By Publications Checkout
Colgate-Palmolive Company Sees Net Sales Fall In First Quarter Of 2019

The Colgate-Palmolive Company has reported worldwide net sales of $3,884 million in the first quarter of 2019, a decrease of 3% compared to the first quarter of 2018.

The group’s global unit volume rose by 1%, and prices rose by 2% in the period, however, foreign exchange had a negative 6% impact on profits.

Colgate also revealed that organic net sales, excluding the impact of foreign exchange, acquisitions and divestments) increased by 3%.

Operating profit fell to $879 million for the period, compared to $983 million in the first quarter of last year, stalling somewhat as the group implements its Global Growth and Efficiency Program.

Broad-Based Growth

“We are pleased with the improvement in organic sales growth this quarter and that the growth was broad-based, with emerging markets and developed markets each growing 3%,” Noel Wallace, president and CEO, said.

▶ Excerpted data:
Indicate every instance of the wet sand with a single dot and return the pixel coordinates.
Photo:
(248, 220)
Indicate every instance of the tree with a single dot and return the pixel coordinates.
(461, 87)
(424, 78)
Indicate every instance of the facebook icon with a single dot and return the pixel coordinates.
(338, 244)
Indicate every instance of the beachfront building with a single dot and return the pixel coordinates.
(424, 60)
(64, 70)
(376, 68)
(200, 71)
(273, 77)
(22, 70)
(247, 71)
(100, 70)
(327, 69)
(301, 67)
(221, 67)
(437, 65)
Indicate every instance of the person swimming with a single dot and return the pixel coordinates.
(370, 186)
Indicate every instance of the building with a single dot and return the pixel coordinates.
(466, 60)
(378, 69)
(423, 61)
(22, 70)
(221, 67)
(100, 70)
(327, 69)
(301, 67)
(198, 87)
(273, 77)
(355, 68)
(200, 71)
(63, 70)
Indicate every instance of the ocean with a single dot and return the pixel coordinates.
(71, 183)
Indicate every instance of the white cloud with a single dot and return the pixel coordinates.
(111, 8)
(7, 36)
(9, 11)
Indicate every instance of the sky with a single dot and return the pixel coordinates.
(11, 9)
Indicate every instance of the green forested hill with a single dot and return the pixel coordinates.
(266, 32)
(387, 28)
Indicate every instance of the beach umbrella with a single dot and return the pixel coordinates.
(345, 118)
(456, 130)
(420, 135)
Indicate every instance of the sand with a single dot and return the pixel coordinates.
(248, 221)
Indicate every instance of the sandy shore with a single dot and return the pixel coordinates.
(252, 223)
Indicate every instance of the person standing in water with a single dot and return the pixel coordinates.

▶ Tasks to carry out:
[1] Translate this sentence from the Colgate-Palmolive sales report into Spanish: "The Colgate-Palmolive Company has reported worldwide net sales of $3,884 million in the first quarter of 2019, a decrease of 3% compared to the first quarter of 2018."
[2] Return the passage of the Colgate-Palmolive sales report from "Broad-Based Growth" up to and including "and CEO, said.".

▶ Solutions by task:
[1] Colgate-Palmolive Company ha informado de ventas netas mundiales de 3.884 millones de dólares en el primer trimestre de 2019, una disminución del 3% en comparación con el primer trimestre de 2018.

[2]
Broad-Based Growth

“We are pleased with the improvement in organic sales growth this quarter and that the growth was broad-based, with emerging markets and developed markets each growing 3%,” Noel Wallace, president and CEO, said.